Point-based annotation data
+ + + +
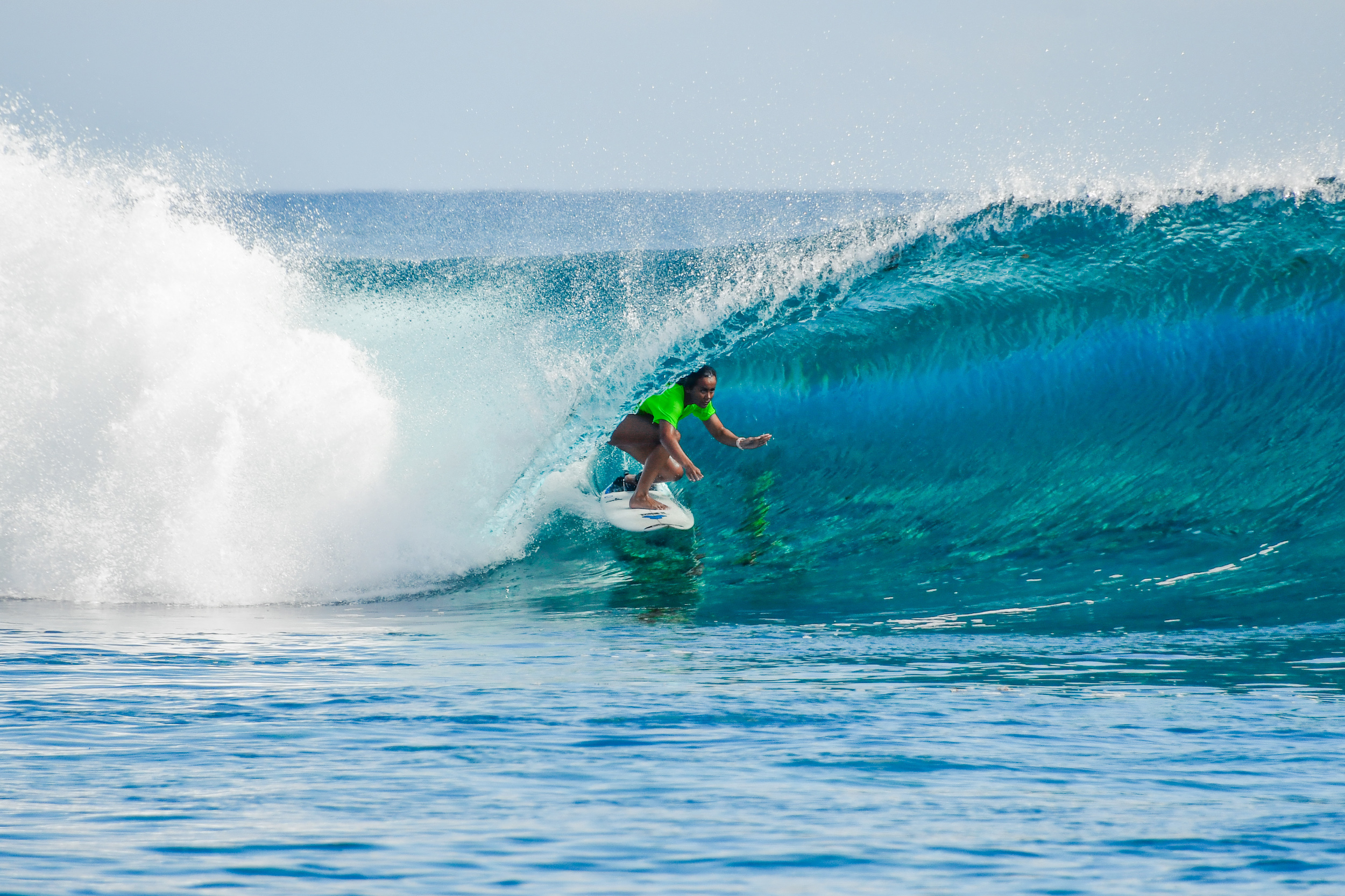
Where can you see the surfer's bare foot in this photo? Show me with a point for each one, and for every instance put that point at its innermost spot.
(646, 503)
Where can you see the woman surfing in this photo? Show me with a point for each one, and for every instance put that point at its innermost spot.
(652, 433)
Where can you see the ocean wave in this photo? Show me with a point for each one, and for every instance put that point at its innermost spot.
(977, 406)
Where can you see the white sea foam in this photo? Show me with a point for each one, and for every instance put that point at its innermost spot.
(168, 432)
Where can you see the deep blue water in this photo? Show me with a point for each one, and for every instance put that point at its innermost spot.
(303, 584)
(480, 743)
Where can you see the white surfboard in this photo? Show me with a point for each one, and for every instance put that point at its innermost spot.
(617, 508)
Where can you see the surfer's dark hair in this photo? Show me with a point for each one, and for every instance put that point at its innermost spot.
(697, 376)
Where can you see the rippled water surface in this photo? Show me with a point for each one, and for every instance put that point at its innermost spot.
(471, 743)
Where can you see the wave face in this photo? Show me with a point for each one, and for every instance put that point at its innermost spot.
(981, 407)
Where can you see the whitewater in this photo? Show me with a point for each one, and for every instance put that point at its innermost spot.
(306, 588)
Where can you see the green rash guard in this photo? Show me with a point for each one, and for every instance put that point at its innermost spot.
(671, 406)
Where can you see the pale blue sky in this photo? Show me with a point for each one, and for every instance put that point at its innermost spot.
(671, 96)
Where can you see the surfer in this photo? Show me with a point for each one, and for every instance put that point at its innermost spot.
(652, 433)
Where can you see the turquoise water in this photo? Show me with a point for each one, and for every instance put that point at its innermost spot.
(305, 586)
(482, 743)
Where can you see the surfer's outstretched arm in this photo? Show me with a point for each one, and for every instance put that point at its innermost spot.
(721, 435)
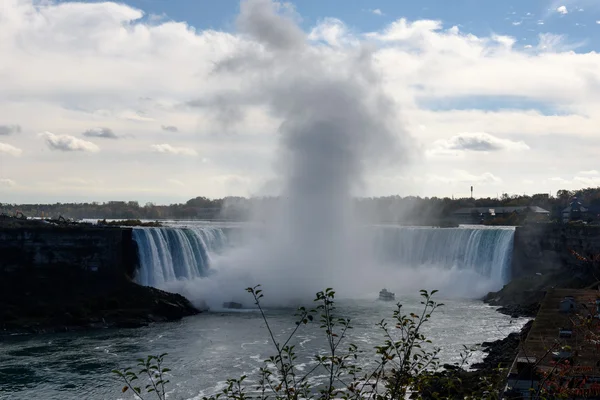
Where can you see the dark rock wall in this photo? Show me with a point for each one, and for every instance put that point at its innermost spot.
(545, 248)
(104, 251)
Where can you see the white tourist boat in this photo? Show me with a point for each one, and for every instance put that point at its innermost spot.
(386, 296)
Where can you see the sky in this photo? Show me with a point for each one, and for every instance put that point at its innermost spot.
(124, 101)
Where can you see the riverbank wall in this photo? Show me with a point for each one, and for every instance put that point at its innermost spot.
(549, 248)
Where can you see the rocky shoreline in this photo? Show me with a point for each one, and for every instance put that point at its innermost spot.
(46, 306)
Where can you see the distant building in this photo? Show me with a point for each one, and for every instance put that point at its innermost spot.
(576, 211)
(554, 338)
(476, 215)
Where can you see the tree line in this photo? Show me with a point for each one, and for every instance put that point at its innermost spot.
(390, 209)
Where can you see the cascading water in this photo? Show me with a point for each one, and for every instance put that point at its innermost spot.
(485, 251)
(466, 261)
(169, 254)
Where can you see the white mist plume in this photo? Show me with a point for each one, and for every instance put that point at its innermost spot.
(336, 123)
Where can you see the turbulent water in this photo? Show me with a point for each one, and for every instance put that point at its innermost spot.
(207, 349)
(463, 262)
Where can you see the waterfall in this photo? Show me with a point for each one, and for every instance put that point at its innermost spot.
(168, 254)
(184, 253)
(483, 250)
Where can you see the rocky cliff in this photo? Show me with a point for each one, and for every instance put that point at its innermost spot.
(548, 256)
(57, 278)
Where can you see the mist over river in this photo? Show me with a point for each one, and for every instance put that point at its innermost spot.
(206, 349)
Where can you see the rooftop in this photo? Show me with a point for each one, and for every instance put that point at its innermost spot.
(561, 322)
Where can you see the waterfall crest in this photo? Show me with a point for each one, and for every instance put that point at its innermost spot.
(183, 254)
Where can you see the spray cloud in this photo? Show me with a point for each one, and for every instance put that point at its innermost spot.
(336, 122)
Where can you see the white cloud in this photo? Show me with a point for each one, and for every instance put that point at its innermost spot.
(75, 181)
(68, 143)
(9, 149)
(168, 149)
(461, 176)
(176, 182)
(105, 133)
(135, 75)
(476, 141)
(333, 32)
(9, 129)
(5, 182)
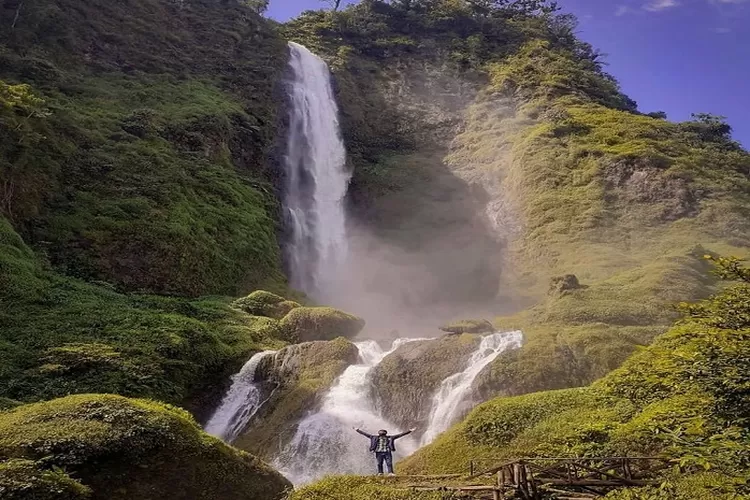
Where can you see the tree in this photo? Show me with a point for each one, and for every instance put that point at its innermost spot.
(709, 127)
(335, 4)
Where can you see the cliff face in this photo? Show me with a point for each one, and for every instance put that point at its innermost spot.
(143, 160)
(497, 146)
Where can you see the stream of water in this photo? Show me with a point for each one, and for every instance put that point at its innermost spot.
(447, 404)
(316, 177)
(325, 442)
(240, 403)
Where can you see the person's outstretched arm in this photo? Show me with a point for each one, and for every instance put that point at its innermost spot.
(363, 432)
(404, 433)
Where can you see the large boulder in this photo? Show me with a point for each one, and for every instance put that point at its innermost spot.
(298, 376)
(305, 324)
(107, 447)
(407, 379)
(469, 326)
(262, 303)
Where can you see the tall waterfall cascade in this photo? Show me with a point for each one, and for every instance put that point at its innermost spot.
(316, 176)
(325, 442)
(456, 389)
(316, 182)
(241, 402)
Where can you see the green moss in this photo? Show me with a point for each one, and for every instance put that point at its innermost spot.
(262, 303)
(127, 449)
(406, 380)
(304, 324)
(360, 488)
(469, 326)
(682, 398)
(28, 480)
(66, 336)
(145, 165)
(303, 373)
(486, 433)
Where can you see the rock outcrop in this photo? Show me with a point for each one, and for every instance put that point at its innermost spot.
(298, 376)
(262, 303)
(469, 326)
(109, 447)
(305, 324)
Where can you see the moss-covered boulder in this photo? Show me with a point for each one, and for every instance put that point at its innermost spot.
(262, 303)
(406, 379)
(469, 326)
(110, 447)
(22, 479)
(305, 324)
(302, 373)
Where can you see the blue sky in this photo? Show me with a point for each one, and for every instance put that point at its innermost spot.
(677, 56)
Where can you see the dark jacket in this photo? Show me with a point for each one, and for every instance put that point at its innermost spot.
(391, 440)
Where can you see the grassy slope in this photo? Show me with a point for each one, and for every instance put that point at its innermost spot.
(134, 160)
(148, 167)
(60, 335)
(88, 446)
(628, 203)
(576, 179)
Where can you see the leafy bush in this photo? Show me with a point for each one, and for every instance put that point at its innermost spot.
(122, 449)
(683, 398)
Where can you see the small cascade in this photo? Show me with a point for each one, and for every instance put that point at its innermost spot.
(316, 177)
(241, 402)
(456, 389)
(325, 442)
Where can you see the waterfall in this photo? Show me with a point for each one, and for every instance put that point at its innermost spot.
(316, 177)
(325, 442)
(240, 403)
(456, 389)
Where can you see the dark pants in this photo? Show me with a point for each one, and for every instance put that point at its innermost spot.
(384, 457)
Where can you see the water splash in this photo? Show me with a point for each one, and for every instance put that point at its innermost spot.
(456, 389)
(241, 402)
(316, 176)
(325, 442)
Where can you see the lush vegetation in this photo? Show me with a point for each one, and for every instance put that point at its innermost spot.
(59, 336)
(406, 380)
(110, 447)
(445, 102)
(135, 143)
(685, 398)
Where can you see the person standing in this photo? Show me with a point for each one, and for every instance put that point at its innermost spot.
(383, 445)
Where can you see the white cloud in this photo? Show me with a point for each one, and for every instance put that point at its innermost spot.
(660, 5)
(623, 10)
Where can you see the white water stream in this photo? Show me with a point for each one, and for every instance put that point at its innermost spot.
(316, 185)
(456, 389)
(241, 402)
(316, 176)
(325, 442)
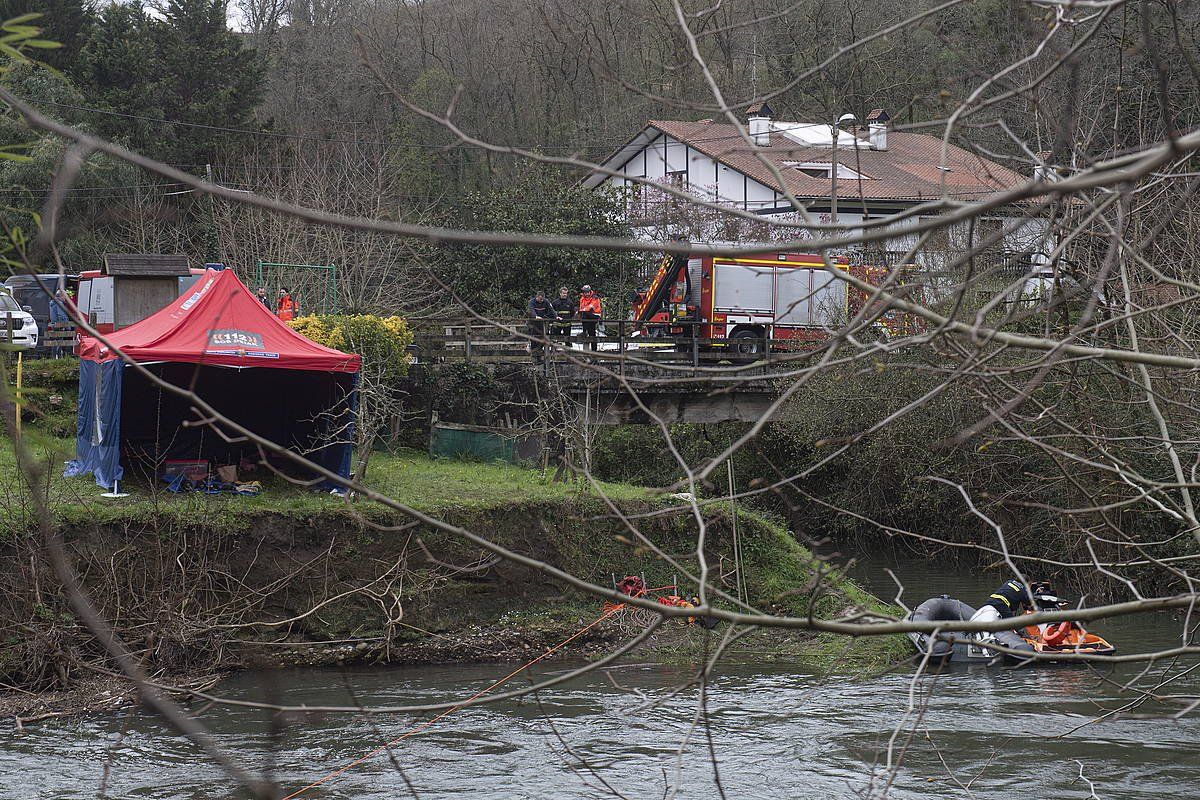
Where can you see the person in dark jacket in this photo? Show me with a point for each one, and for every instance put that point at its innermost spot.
(564, 312)
(540, 312)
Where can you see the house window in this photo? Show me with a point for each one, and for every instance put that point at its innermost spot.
(825, 169)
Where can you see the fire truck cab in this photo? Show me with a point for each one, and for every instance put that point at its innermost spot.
(743, 304)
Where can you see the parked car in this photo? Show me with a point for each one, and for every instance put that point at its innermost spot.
(17, 325)
(30, 293)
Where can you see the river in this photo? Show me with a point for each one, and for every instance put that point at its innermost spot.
(778, 732)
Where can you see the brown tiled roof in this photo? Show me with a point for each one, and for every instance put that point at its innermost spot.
(910, 169)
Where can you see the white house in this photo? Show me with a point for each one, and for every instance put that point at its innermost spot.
(879, 173)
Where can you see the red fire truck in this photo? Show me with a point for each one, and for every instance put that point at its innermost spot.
(786, 299)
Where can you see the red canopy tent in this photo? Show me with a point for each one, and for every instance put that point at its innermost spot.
(220, 341)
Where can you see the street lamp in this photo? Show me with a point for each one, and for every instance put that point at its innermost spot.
(835, 131)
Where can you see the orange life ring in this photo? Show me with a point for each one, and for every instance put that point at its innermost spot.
(1055, 635)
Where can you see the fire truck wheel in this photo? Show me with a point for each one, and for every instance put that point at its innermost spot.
(745, 346)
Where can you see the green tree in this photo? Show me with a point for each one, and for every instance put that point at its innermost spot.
(503, 278)
(210, 78)
(95, 196)
(66, 22)
(187, 67)
(121, 66)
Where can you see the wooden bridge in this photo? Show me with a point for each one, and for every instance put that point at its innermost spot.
(633, 377)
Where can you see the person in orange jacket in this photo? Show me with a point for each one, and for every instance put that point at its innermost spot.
(589, 314)
(287, 308)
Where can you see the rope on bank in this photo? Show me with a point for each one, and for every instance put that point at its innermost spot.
(607, 612)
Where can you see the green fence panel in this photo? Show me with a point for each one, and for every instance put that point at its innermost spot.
(313, 286)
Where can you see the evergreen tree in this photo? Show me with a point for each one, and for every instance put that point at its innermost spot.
(121, 66)
(66, 22)
(209, 77)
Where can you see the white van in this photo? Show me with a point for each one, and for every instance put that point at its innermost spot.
(17, 325)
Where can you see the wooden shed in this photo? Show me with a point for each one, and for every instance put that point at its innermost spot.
(131, 287)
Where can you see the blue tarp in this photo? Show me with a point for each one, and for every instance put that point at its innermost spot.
(99, 427)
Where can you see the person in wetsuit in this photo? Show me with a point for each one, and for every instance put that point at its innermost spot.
(1009, 600)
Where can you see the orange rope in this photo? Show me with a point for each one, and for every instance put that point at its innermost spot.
(451, 710)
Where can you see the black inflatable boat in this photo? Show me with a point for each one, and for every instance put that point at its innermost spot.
(959, 647)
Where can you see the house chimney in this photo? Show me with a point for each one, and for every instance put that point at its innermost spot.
(759, 124)
(877, 128)
(1043, 170)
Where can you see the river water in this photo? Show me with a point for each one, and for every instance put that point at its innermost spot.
(779, 731)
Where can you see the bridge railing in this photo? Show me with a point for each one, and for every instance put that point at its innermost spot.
(441, 340)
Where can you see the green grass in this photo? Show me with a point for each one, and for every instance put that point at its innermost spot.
(565, 524)
(429, 485)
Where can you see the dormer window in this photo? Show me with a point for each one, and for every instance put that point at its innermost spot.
(823, 169)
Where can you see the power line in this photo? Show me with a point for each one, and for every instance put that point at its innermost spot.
(413, 145)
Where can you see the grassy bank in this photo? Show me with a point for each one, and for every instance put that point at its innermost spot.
(299, 577)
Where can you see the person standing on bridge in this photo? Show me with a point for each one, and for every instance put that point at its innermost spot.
(564, 312)
(540, 312)
(287, 308)
(589, 314)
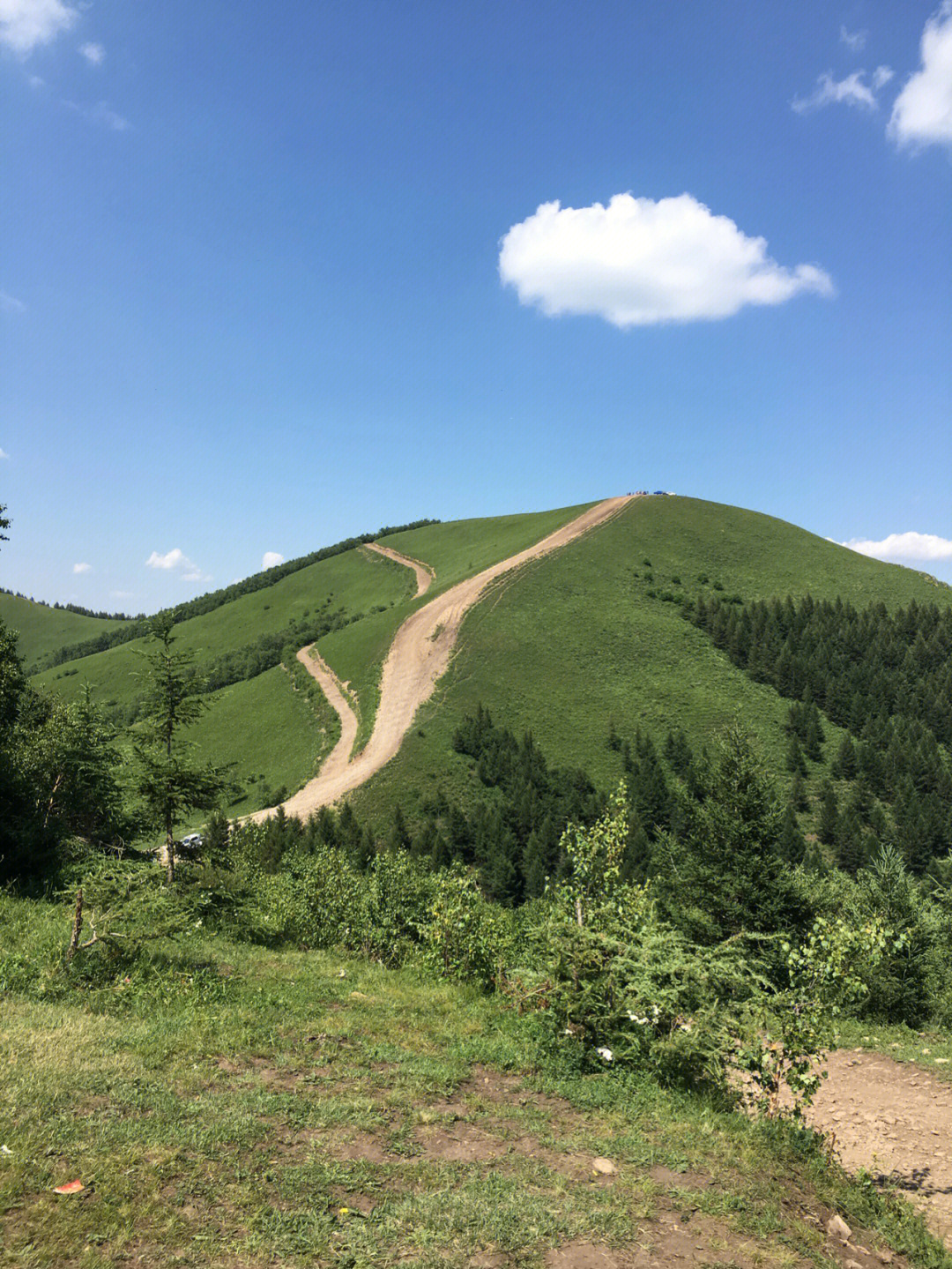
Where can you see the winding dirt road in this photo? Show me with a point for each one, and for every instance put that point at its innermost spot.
+ + + +
• _Goal of the exercise_
Pictures excluded, copy exactly the lines running from the one with "Where can you see the grassy bank" through the last line of the material.

• _Result below_
Where can you see the grassy bank in this photo? Show me with a point for each one, and for every instance put that point at its innermost spot.
(299, 577)
Where can you see the person standing on bridge in this photo? Show me with a point for each one, and for every instance put that point at its innermost spot.
(564, 312)
(540, 312)
(287, 308)
(589, 314)
Where can you see the winding dirt road in this photo? Show me with a point for each one, and for every instance put that point at its innermost spot.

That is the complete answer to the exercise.